* Text extract
'''

This is no different the Irish name McCoy which can be written MᶜCoy where the 
raising of the c is actually just decorative, though perhaps it was once an 
abbreviation for Mac. In some styles you can see a line or a dot under the 
raised c. This is purely decorative. 

I would encode this as Mʳ if you wanted to make sure your data contained the 
abbreviation mark. It would not make sense to encode it as M=ͬ or anything else 
like that, because the “r” is not modifying a dot or a squiggle or an equals 
sign. The dot or squiggle or equals sign has no meaning at all. And I would not 
encode it as Mr͇, firstly because it would never render properly and you might 
as well encode it as Mr. or M:r, and second because in the IPA at least that 
character indicates an alveolar realization in disordered speech. (Of course it 
could be used for anything.)

'''

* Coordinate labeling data

'''

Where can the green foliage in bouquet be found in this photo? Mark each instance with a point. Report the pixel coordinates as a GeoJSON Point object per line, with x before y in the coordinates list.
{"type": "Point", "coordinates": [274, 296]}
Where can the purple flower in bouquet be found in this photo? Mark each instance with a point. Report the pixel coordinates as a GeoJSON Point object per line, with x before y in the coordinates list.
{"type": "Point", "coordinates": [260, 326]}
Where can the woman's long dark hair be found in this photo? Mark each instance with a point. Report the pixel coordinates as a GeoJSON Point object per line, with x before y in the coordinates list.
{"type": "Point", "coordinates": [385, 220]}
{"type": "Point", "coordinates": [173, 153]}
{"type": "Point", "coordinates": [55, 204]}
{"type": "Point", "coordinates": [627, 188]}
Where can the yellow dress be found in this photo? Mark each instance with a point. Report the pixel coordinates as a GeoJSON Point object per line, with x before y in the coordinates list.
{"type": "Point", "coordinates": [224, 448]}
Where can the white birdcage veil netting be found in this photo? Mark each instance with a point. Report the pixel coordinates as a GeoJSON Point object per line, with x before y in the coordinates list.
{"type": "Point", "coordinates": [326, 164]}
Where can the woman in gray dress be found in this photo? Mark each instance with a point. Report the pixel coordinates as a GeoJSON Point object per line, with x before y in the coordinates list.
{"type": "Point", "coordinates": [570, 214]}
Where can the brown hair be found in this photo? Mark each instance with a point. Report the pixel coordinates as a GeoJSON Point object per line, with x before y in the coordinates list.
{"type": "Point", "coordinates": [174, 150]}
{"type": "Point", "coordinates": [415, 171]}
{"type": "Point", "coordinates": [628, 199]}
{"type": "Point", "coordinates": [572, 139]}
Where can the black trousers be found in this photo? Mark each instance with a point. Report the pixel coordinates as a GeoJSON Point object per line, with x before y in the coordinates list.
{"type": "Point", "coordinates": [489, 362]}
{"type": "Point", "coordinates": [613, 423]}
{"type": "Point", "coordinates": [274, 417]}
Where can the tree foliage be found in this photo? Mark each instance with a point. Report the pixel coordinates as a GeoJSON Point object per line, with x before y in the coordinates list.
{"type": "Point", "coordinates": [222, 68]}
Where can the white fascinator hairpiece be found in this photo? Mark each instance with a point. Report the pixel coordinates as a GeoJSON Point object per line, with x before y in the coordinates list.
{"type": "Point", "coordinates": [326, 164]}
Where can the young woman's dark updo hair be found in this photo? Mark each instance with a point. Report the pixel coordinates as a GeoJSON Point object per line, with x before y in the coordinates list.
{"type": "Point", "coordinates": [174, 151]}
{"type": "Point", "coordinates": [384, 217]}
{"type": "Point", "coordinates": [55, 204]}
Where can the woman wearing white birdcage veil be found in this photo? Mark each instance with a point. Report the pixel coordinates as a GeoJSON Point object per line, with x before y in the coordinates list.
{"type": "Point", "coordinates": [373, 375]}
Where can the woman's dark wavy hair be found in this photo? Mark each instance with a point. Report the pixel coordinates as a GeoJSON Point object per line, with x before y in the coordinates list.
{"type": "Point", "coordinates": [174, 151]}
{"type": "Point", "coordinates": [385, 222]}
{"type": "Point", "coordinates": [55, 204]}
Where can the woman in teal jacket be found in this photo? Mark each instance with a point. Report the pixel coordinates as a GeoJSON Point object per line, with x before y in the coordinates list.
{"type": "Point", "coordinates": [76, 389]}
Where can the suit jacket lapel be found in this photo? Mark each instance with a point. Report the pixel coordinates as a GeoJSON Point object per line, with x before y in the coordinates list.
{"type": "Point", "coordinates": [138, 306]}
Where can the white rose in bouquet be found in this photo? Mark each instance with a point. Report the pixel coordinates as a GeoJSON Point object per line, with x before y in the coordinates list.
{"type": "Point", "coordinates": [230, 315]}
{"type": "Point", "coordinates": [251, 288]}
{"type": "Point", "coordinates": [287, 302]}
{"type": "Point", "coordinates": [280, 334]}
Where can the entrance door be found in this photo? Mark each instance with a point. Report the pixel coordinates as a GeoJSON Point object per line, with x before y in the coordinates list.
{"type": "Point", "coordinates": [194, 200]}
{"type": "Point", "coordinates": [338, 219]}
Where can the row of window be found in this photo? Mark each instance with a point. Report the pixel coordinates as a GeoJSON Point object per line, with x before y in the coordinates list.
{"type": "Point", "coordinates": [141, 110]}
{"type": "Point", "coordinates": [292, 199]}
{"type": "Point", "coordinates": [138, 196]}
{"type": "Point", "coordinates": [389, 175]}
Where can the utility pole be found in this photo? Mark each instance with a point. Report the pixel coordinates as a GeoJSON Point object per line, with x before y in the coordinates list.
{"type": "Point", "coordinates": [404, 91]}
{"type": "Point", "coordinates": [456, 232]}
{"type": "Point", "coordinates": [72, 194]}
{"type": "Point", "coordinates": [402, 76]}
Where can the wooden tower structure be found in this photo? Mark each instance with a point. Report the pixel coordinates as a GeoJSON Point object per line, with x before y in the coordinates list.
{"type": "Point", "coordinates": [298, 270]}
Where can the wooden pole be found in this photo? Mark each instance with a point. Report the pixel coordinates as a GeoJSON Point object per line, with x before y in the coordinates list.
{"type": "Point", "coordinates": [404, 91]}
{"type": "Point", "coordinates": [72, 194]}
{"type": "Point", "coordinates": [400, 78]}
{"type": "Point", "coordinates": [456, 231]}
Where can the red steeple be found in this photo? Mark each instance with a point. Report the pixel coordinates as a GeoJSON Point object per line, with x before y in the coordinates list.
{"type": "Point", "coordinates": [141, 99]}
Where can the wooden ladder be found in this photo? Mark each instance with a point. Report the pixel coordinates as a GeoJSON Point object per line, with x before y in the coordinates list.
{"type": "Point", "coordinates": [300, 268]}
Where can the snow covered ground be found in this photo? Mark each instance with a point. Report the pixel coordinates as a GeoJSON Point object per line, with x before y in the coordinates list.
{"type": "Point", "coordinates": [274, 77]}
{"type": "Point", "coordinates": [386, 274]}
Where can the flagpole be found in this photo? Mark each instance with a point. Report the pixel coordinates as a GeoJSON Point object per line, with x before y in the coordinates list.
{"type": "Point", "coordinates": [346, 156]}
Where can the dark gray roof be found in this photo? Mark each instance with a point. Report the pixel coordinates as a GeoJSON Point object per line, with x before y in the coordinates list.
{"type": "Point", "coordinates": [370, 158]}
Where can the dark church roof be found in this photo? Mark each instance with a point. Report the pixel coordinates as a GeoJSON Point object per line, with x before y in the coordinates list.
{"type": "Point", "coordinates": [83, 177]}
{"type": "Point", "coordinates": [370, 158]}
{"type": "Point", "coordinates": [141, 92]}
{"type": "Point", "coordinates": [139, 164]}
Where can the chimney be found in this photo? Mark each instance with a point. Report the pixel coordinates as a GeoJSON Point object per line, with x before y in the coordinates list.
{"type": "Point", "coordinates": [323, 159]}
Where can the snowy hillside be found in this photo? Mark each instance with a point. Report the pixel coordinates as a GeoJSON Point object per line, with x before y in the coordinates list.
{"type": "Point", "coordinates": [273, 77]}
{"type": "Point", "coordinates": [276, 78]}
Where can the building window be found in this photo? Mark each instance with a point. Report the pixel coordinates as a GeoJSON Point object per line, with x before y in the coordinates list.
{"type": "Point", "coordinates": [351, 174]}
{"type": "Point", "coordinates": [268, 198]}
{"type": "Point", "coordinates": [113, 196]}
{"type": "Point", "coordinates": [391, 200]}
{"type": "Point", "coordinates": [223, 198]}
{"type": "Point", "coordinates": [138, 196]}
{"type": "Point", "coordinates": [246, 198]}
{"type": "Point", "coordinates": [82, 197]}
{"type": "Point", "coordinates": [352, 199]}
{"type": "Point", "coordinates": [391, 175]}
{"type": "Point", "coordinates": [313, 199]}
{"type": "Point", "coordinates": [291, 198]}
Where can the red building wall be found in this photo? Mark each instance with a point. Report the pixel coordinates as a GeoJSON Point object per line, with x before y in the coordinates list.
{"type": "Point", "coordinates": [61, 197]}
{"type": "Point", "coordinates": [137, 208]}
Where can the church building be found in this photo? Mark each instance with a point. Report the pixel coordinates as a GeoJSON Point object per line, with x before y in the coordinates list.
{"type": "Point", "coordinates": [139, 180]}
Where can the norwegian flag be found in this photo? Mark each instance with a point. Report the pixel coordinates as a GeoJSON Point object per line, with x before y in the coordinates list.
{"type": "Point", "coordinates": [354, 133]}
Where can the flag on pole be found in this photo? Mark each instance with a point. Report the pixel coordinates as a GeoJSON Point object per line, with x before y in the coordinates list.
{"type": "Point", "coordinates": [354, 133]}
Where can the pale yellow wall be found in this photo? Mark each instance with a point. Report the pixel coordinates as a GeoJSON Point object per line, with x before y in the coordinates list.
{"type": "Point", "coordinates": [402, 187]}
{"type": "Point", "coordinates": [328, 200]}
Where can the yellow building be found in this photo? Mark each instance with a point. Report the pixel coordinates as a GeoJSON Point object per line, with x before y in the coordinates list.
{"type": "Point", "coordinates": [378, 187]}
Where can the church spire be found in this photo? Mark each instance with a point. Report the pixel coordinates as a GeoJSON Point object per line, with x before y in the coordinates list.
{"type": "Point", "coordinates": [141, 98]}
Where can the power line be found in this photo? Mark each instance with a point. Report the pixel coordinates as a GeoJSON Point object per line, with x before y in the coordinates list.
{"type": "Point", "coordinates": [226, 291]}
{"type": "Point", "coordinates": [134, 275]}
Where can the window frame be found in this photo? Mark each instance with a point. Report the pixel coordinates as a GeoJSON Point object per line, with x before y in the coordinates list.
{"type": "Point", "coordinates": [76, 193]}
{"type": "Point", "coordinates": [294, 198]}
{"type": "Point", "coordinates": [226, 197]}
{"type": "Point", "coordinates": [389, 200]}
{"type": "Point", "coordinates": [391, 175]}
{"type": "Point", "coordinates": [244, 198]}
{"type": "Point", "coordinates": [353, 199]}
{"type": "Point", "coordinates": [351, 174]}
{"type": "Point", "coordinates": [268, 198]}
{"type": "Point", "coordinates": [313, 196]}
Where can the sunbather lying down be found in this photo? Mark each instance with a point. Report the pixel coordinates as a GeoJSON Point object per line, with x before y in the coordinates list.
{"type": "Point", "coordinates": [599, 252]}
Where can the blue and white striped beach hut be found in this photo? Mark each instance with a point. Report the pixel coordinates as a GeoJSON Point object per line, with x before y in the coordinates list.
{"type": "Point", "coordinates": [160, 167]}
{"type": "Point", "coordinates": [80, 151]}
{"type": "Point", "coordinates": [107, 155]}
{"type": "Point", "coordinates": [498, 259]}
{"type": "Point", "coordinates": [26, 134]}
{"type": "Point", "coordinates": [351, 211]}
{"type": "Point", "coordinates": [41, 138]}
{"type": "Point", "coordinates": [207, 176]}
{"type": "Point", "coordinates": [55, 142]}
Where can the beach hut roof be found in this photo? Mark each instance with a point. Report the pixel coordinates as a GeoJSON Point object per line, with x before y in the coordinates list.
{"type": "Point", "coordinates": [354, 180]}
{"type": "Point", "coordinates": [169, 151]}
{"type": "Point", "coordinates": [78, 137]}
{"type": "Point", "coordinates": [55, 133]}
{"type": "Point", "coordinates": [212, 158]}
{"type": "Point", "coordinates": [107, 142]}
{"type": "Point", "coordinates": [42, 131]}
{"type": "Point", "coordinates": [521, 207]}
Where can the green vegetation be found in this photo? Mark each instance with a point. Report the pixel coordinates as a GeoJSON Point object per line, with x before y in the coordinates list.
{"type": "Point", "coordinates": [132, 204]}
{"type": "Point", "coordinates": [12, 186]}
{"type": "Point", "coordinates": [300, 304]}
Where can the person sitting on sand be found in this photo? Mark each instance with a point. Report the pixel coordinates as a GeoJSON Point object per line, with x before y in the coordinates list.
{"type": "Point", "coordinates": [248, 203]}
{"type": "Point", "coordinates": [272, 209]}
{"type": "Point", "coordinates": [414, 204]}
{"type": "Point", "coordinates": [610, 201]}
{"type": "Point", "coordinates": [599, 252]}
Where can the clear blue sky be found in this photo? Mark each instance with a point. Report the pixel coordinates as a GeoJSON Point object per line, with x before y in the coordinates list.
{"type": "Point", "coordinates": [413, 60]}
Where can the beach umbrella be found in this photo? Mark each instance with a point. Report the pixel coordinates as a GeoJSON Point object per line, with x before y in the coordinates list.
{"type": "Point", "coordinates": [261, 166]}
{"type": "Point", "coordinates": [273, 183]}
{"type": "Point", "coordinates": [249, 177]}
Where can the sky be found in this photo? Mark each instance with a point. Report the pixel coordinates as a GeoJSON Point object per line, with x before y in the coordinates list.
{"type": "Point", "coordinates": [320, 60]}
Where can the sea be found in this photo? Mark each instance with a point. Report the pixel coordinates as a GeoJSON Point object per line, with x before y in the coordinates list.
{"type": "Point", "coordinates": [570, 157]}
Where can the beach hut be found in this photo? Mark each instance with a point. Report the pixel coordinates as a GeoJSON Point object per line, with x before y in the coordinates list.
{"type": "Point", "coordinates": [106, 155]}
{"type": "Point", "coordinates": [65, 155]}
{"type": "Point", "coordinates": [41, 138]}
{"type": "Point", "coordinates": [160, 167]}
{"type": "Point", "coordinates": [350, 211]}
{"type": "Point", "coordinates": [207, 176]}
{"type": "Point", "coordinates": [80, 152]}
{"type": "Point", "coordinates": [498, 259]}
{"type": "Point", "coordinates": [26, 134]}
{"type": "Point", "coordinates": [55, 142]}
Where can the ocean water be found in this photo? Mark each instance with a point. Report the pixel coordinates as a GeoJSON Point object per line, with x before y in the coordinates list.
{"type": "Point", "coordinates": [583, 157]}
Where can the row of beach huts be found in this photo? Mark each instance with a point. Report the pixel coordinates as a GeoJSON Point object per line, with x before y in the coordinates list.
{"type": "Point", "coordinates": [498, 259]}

'''

* Aim of the exercise
Extend the passage on encoding superscript abbreviation marks, picking up after its final sentence.

* The output
I like palaeographic renderings of text very much indeed, and in fact remain in 
conflict with members of the UTC (who still, alas, do NOT communicate directly 
about such matters, but only in duelling ballot comments) about some actually 
salient representations required for medievalist use. The squiggle in your 
sample, Janusz, does not indicate anything; it is only a decoration, and the 
abbreviation is the same without it.

Michael Everson

> On 28 Oct 2018, at 17:28, Janusz S. Bień via Unicode <unicode@unicode.org> 
> wrote:
> 
> For me only the latter seems acceptable. Using COMBINING LATIN SMALL
> LETTER R is a natural idea, but I feel uneasy using just EQUALS SIGN as
> the base character. However in the lack of a better solution I can live
> with it :-)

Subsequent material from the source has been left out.